====== Text block
Inventing and refining computer intrusion detection (ID) techniques is an ongoing research problem at the Defense Advanced Research Projects Agency (DARPA), which has sponsored over 20 different projects at various companies and universities. The Air Force Research Laboratory (AFRL), which manages over $10 million worth of these ID programs, recently accepted responsibility for developing a common test architecture and process to evaluate DARPA-sponsored research efforts. AFRL will publicize the results of its ongoing evaluations at semiannual DARPA Intrusion Detection program reviews—to date AFRL has completed one iteration of the test-and-publicize cycle. The results are described here.

Back to Top

Threats and Attack Techniques

One problem facing government computer network managers is that many threats are undefined and open-ended. Worse, software for breaking into computer networks is freely available on the Internet, complete with instructions.2 Hackers constantly invent new attacks and disseminate them over the Web. These problems are not limited to the government—many corporations fight industrial espionage daily to protect trade secret information. Juvenile hackers, while not necessarily as malicious as dedicated adversaries, can still wreak significant damage to systems and their defenses.3 Moreover, disgruntled employees, bribery, and coercion make networks vulnerable to attacks from the inside. ActiveX, Java, and increasing reliance on "commercial off-the-shelf" technology help infiltrators make unknowing accomplices of legitimate users. Add accidental vulnerabilities lying undiscovered in large software programs, and the only reliable guiding principles read like a paranoid manifesto: your mission-critical software has vulnerabilities; sooner or later those vulnerabilities will be exploited; there will always be super-hackers more clever than you; and you can never prevent all attacks.

Combinations of host-based, network-based, and router-based ID systems enhance an organization's ability to detect attacks automatically. In practice, however, most attention is given to the point of entry into an entire domain (a firewall, for example) and little elsewhere. This leaves the entire network susceptible to the full range of insider attacks just discussed. Furthermore, encryption and other coding techniques easily bypass network-based ID systems by scrambling network packet contents.

Back to Top

Intrusion Detection Basics

Host-based ID systems directly monitor the computers on which they run, often through tight integration with the operating system. Although they monitor insiders with the same vigilance as outsiders, and although network encryption doesn't affect them, the number and diversity of computers often make it impossible to protect each computer individually with a host-based ID system. Furthermore, while host-based ID systems have direct access to a wealth of trustworthy information straight from the operating system, they are generally power-hungry. Several DARPA efforts (including Purdue University COAST Laboratory's Enhanced Intrusion and Misuse Detection Techniques program) currently focus on new techniques for leveraging the advantages of direct operating system access with a much smaller impact on performance and with much greater reliability. Other efforts will provide a trustworthy automated mechanism for managing hundreds of host-based ID sensors so that eventually every computer in an organization can be directly protected.

Network-based ID systems monitor network traffic between hosts. Unlike host-based ID systems, which detect malicious behavior outright, these systems deduce behavior based on the content and format of data packets on the network. Among other things, they analyze overt requests for sensitive information and repeated failed attempts to violate security policy. Many current network-based ID systems are quite primitive, only watching for the words and commands of a hacker's vocabulary. A few are more sophisticated and analyze protocol-specific information. If host-based ID sensors are analogous to a guard dog for each computer "home," network-based ID systems are the neighborhood police patrols. Many of the network monitors under research at DARPA (such as Boeing's Automatic Response to Intrusions and Stanford Research Institute's Emerald project) can even respond to calls for help, either by decisively terminating an intrusion or by more graduated responses. Such responses include filtering, isolation, changing logging or even more drastic actions such as disconnection. Other DARPA efforts (Columbia University's learning-based JAM project and Berkeley's Common Intrusion Detection Framework, for example) are currently investigating techniques for more reliable detection of intrusions through collaboration between different kinds of detection systems.
============
> _Instructions_
• A. Answer these questions from the intrusion detection text.
(i) How much are the ID programs that AFRL manages worth?
(ii) What is given as an example of the point of entry into an entire domain?
(iii) Which two DARPA efforts are investigating collaboration between different kinds of detection systems?
• B. Output the passage of the intrusion detection text between "Combinations of host-based, network-based, and" and "network packet contents.", inclusive.
====== Dataset content
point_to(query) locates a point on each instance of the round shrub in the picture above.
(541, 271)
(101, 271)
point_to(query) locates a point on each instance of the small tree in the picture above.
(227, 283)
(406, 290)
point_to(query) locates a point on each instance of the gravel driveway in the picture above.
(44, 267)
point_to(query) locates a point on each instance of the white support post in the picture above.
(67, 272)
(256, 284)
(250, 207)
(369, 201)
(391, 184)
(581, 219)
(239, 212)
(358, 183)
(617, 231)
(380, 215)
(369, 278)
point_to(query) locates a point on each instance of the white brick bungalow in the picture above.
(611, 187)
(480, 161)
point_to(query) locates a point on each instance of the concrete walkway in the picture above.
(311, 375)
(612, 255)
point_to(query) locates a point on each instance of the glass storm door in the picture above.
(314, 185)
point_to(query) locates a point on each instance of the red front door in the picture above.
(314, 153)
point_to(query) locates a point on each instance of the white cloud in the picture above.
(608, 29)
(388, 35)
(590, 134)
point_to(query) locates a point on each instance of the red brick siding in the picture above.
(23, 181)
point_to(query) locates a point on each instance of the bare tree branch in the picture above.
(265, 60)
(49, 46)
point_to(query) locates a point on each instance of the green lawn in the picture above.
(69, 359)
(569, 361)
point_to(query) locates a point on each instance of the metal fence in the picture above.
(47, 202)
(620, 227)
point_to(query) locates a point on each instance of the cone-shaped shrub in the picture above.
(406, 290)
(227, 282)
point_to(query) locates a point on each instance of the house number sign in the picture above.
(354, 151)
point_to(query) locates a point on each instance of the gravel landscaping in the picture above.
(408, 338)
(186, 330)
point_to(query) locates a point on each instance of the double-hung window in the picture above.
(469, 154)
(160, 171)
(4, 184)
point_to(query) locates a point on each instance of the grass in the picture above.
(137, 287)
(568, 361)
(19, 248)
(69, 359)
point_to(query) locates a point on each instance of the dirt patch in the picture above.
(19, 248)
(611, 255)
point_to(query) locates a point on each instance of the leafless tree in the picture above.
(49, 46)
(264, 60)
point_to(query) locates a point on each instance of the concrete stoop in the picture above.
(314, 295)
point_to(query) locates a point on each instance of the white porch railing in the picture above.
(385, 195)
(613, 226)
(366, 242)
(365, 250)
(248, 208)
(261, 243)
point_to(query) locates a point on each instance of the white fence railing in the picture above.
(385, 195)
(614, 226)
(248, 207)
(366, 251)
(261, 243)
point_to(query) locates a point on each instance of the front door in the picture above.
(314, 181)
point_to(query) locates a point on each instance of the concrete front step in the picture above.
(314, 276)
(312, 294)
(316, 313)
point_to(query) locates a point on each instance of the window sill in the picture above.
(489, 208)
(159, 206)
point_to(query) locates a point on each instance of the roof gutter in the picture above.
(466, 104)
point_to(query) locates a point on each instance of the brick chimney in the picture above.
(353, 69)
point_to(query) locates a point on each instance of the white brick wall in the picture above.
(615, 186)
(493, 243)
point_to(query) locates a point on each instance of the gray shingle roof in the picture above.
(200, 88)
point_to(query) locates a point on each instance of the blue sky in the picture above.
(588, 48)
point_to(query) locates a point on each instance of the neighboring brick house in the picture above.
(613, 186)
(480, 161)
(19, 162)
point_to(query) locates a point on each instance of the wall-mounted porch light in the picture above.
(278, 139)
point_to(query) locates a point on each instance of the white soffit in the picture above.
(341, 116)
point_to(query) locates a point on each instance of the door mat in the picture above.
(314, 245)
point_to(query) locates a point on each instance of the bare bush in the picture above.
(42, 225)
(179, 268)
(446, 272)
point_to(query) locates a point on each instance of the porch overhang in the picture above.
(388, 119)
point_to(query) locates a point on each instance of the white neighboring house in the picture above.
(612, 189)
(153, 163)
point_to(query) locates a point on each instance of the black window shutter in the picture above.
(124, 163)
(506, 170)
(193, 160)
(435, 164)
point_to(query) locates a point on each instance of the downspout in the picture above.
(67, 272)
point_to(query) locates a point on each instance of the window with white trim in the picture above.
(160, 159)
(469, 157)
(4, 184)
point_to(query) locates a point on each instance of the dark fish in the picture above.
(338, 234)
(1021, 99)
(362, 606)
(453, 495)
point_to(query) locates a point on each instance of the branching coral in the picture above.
============
> _Answer list_
• A.
(i) Over $10 million.
(ii) A firewall.
(iii) Columbia University's learning-based JAM project and Berkeley's Common Intrusion Detection Framework.

• B.
Combinations of host-based, network-based, and router-based ID systems enhance an organization's ability to detect attacks automatically. In practice, however, most attention is given to the point of entry into an entire domain (a firewall, for example) and little elsewhere. This leaves the entire network susceptible to the full range of insider attacks just discussed. Furthermore, encryption and other coding techniques easily bypass network-based ID systems by scrambling network packet contents.